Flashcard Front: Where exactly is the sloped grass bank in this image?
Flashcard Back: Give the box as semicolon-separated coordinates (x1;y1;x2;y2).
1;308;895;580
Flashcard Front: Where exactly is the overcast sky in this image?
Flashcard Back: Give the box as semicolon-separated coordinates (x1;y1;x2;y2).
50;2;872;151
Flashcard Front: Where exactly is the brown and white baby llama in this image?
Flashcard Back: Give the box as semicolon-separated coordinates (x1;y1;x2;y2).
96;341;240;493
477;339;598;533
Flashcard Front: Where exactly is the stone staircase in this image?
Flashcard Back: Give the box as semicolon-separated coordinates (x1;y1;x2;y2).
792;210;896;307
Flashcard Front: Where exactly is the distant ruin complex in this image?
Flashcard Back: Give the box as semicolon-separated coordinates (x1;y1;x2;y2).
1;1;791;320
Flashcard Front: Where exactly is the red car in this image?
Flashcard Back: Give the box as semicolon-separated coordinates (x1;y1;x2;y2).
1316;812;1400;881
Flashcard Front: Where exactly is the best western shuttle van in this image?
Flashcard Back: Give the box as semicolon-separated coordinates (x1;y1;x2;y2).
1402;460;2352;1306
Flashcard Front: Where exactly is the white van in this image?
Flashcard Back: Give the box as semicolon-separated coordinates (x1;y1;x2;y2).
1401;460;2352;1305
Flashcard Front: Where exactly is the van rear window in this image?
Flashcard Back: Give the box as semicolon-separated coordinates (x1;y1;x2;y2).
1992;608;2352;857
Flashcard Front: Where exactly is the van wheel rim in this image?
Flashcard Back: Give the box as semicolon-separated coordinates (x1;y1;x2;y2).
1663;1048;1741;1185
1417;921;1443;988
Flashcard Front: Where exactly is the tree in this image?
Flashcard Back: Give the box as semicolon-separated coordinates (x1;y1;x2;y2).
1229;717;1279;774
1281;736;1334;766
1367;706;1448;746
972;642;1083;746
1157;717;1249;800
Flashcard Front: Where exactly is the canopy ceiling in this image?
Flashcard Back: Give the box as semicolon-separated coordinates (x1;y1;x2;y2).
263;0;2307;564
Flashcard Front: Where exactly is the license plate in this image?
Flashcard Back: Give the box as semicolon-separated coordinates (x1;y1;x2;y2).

________________________

● **ASSIGNMENT**: Transcribe the material so that every line matches the original exactly.

● **RESPONSE FOR THIS EXERCISE**:
Flashcard Front: Where exactly is the sloped grass bank in this image?
Flashcard Back: Give the box as semicolon-separated coordinates (x1;y1;x2;y2).
1;308;895;580
Flashcard Front: Where exactly is the overcast sky in this image?
Flashcard Back: Give the box as semicolon-separated coordinates (x1;y1;x2;y2).
50;2;872;151
Flashcard Front: Where exactly is the brown and white baby llama in this image?
Flashcard Back: Give the box as semicolon-separated coordinates (x1;y1;x2;y2).
96;341;240;493
477;339;598;533
Flashcard Front: Where exactly is the stone staircase in this image?
Flashcard Back: Give the box as semicolon-separated coordinates (x1;y1;x2;y2).
792;210;896;307
Flashcard Front: Where exactly is the distant ruin complex in this image?
Flashcard Back: Give the box as semicolon-separated coordinates (x1;y1;x2;y2).
1;1;791;320
Flashcard Front: Where exactly is the red car in this image?
Flashcard Back: Give the box as semicolon-separated coordinates (x1;y1;x2;y2).
1316;812;1400;881
Flashcard Front: Where exactly is the best western shuttle van in this image?
Flashcard Back: Give the box as semicolon-separated coordinates (x1;y1;x2;y2).
1402;460;2352;1306
Flashcard Front: Where exactly is the white van in this image?
Flashcard Back: Give the box as semicolon-separated coordinates (x1;y1;x2;y2).
1401;460;2352;1305
Flashcard Front: Where exactly is the van rear window in this image?
Flashcard Back: Give the box as semicolon-separated coordinates (x1;y1;x2;y2).
1992;608;2352;857
Flashcard Front: Where exactly is the van wheel rim in this image?
Flashcard Back: Give the box as semicolon-separated coordinates (x1;y1;x2;y2).
1663;1048;1741;1185
1417;921;1443;988
Flashcard Front: Where exactly is the tree in this image?
Flashcard Back: Give the box as semicolon-separated coordinates (x1;y1;x2;y2).
1229;717;1279;774
1281;736;1334;766
1367;706;1448;746
972;642;1083;746
1157;717;1249;800
Flashcard Front: Where exactly is the canopy ceiling in this image?
Flashcard Back: Give the box as semicolon-separated coordinates (x1;y1;x2;y2).
263;0;2307;564
Flashcard Front: Where exactly is the license plate in this image?
Flashcard Back: Give the box as semicolon-separated coordinates (x1;y1;x2;y2).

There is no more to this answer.